**EXERCISE DETAILS**. Starting with the line that contains "At your convenience, would you please detect every black" and stopping after the line that contains "At your convenience, would you please detect every window blind", return each line below exactly as written, with no others.

Referring expression grounding data
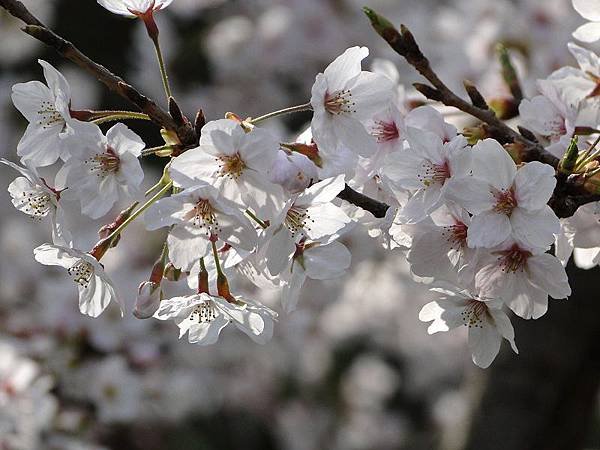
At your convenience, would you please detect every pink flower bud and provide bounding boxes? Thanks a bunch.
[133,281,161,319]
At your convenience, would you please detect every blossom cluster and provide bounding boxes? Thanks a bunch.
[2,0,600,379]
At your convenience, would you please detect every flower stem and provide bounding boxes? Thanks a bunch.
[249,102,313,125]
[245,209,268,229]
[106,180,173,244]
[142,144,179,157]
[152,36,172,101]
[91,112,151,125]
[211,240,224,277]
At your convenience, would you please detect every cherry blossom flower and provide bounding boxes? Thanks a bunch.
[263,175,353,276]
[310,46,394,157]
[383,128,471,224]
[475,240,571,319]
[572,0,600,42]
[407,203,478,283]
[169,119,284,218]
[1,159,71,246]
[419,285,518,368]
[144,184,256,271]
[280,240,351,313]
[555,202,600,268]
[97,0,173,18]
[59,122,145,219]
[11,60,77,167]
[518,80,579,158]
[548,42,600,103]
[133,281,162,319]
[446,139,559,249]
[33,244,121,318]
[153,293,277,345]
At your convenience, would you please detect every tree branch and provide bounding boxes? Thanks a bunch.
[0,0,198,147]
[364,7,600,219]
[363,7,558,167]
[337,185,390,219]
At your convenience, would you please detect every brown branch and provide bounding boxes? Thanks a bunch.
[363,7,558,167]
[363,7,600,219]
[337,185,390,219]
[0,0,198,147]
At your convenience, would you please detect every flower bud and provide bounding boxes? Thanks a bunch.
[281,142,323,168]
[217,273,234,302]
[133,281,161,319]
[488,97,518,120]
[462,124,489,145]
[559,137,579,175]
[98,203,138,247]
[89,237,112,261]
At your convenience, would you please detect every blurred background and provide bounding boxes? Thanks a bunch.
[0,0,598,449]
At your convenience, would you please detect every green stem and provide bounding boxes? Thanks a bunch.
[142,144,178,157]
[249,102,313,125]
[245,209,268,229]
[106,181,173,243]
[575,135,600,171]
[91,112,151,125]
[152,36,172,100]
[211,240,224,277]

---

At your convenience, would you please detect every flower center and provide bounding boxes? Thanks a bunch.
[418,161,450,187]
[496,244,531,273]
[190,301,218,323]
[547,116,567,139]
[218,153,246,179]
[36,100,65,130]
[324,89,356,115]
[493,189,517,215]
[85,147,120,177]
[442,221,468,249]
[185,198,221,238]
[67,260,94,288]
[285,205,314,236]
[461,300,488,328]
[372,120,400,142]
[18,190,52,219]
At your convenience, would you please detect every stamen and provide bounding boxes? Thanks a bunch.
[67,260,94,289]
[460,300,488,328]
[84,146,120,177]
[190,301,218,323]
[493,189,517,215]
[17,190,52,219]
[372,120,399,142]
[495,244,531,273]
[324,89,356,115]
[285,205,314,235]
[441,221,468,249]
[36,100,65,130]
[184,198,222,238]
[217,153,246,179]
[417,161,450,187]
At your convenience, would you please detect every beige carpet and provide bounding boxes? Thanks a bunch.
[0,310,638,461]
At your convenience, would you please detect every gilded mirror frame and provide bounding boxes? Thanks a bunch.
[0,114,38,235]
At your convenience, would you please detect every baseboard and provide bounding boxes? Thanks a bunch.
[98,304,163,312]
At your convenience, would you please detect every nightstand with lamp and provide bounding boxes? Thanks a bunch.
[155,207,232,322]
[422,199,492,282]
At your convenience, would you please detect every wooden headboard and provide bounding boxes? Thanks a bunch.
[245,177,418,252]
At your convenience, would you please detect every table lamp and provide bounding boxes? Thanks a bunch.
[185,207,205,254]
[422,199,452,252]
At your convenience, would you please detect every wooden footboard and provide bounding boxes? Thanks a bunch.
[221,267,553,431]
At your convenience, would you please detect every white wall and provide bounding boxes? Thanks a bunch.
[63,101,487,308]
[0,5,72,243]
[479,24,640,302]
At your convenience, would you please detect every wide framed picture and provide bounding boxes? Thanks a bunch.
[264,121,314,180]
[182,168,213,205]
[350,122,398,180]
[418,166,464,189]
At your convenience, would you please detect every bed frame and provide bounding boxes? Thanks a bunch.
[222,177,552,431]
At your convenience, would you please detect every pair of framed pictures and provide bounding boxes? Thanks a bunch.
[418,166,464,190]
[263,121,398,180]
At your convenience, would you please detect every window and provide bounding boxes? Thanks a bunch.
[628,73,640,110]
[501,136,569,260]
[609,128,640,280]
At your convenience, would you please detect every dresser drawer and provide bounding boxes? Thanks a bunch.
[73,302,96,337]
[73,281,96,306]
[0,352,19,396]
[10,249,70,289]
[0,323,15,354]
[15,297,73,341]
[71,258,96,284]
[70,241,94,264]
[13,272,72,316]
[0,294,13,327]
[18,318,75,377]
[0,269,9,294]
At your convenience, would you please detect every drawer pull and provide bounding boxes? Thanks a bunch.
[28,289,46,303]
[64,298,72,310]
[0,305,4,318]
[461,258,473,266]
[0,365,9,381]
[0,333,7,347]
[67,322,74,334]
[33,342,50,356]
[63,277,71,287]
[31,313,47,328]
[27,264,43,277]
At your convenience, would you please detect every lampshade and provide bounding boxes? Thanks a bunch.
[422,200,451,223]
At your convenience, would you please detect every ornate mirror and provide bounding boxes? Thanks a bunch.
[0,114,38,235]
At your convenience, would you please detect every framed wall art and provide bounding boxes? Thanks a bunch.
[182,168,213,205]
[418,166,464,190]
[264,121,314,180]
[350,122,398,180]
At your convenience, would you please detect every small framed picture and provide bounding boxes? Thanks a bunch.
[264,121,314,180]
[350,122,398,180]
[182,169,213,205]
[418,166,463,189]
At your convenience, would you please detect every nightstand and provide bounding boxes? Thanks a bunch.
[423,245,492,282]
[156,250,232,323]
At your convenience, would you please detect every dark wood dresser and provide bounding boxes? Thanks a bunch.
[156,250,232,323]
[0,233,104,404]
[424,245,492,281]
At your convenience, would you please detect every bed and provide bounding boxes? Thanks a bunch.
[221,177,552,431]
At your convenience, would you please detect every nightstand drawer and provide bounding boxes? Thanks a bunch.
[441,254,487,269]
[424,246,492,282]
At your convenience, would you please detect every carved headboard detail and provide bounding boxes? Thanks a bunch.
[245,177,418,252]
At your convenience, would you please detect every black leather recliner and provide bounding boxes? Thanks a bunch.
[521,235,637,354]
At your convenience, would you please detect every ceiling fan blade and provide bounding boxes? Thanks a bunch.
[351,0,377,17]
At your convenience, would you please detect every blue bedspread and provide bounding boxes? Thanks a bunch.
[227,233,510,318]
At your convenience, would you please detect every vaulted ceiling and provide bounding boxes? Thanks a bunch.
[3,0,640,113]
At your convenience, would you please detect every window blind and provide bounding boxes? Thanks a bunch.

**ANSWER SPACE**.
At your convenience, would you please detect every black leather recliner and provide bounding boxes? Thanks a bunch.
[521,235,637,354]
At your convenience, would you please detect every ceiling fan blade and provide bounding boxes? Thanks a bunch.
[351,0,377,17]
At your convenience, would you please detect every blue bedspread and provide bounding boxes? Thanks a bunch.
[227,233,510,318]
At your convenience, would you please detect every vaulted ceiling and provide bounding boxes? Thanks a bunch.
[3,0,640,113]
At your convenience, would you please detect every window blind and provide bounding boxes? Thanks a bunch.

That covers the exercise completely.